TASK DETAILS:
Write out every line of the material below word for word, leaving out the pictures.

Excerpts of labeled region data:
>> Begin

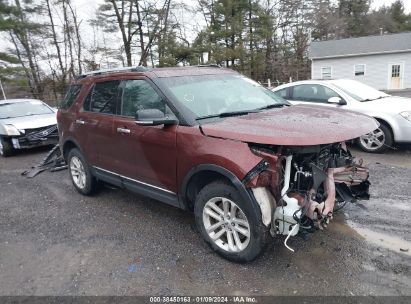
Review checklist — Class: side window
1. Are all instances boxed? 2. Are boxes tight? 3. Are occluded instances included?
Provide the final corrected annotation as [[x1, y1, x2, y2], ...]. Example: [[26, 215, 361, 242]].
[[83, 80, 120, 114], [121, 79, 166, 117], [292, 84, 340, 103], [60, 84, 81, 110], [274, 88, 288, 99]]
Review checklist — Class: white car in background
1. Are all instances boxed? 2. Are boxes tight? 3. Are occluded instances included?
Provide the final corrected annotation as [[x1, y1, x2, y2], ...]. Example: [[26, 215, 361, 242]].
[[0, 99, 58, 157], [272, 79, 411, 153]]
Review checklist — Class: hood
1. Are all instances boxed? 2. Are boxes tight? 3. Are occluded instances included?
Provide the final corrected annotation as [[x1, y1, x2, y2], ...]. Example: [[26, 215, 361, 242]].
[[361, 96, 411, 114], [200, 105, 379, 146], [0, 113, 57, 130]]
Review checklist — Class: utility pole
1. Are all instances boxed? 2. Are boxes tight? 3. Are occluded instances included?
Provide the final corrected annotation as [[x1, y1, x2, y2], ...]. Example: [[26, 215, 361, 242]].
[[0, 80, 7, 100]]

>> End

FULL RESPONSE:
Review checklist — Class: side window
1. Are all instances boxed? 2. Are boxes tight? 3. Are occluded instances included?
Provide the final corrected annotation as [[x1, y1, x2, y2], ...]. Example: [[26, 215, 361, 242]].
[[83, 80, 120, 114], [121, 79, 166, 117], [292, 84, 340, 103], [60, 84, 81, 110], [274, 88, 288, 99]]
Review checklist — Class: white car in background
1. Are all instances boxed? 2. Are boxes tight? 3. Are occluded instances included?
Provide the final corrected annotation as [[x1, y1, x2, y2], ...]. Example: [[26, 215, 361, 242]].
[[0, 99, 58, 157], [272, 79, 411, 153]]
Review checklist — Class: hood
1. Are all instances boxed? 2. Are boxes tight? 3. Are occluded instances included?
Provide the final corrected annotation as [[x1, y1, x2, y2], ...]. Example: [[26, 215, 361, 242]].
[[361, 96, 411, 114], [200, 105, 379, 146], [0, 113, 57, 130]]
Review checklist — Class: utility pole
1. Are all instances boxed? 2. Are boxes tight? 3. Are occluded instances included?
Provide the final corrected annotation as [[x1, y1, x2, y2], ...]. Example: [[26, 215, 361, 242]].
[[0, 80, 7, 100]]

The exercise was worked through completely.